++++ Data for the task ++++

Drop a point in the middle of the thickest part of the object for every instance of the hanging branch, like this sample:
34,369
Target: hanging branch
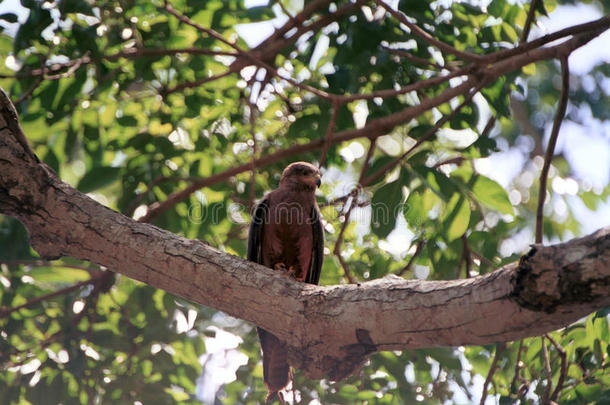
531,14
548,157
329,131
548,371
564,367
492,369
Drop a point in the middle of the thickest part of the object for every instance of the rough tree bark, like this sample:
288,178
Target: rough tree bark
329,330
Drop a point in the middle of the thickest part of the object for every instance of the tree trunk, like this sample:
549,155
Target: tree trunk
329,330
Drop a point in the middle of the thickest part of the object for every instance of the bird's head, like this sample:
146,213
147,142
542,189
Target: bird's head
301,175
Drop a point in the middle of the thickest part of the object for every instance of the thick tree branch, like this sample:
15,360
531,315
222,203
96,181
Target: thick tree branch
328,330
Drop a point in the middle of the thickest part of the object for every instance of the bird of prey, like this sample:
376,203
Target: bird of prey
286,234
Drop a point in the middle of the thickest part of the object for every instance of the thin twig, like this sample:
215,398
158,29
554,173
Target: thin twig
564,367
430,133
329,132
252,118
427,37
466,256
210,32
492,369
550,150
4,312
531,14
517,368
549,373
418,249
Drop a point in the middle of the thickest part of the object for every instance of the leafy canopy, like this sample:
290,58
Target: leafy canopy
135,101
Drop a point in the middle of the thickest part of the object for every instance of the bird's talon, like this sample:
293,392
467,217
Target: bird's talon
281,267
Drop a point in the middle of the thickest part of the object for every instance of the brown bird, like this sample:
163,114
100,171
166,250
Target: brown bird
286,234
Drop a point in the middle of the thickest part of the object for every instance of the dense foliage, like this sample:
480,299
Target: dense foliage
135,101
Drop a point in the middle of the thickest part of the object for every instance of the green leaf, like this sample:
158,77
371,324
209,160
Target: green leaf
385,206
456,218
492,194
98,177
9,17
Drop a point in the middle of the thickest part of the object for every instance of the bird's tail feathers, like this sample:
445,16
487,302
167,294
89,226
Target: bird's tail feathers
276,370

++++

# What is required
All lines from the one with "Target: thick tree branch" to the end of the records must be set down exactly. Skip every line before it.

# Written reply
Target: thick tree branch
328,330
Drop a point in the middle of the thickest part of the object for every instance of the bird of prey, like this sample:
376,203
Target: bird of prey
286,234
Drop a point in the middle of the thickest part of the object for every instance of the thin twig, like this sample:
215,398
158,29
554,173
Target: thin twig
564,367
430,133
329,132
252,118
427,37
466,256
210,32
492,369
550,150
4,312
531,14
517,368
549,373
418,249
Drop a point in the middle of the thickest part of the object for every instance of the leafy canopy, like this sample:
290,58
Target: leafy canopy
135,101
Drop a point in the middle of the thickest part of the object for every instance of the bird's talon, like this sample:
293,392
467,217
Target: bird's talon
281,267
Drop a point in the middle of the thickest part of the object for every instance of the brown bird, like this sample:
163,114
100,171
166,250
Target: brown bird
286,234
Drop a point in the middle of the thickest part of the object for every instance of the dense foliage, like this sample:
480,299
Target: dense foliage
135,101
Drop a point in the middle of the thickest part of the object for every instance of the green leaf, like this sample:
158,77
371,324
209,160
Target: green leaf
385,206
456,218
492,194
98,177
9,17
Drop a point in the middle of the thickest part of the object for every instance of the bird's tail feathers, like this sample:
445,16
487,302
167,294
89,226
Target: bird's tail feathers
276,370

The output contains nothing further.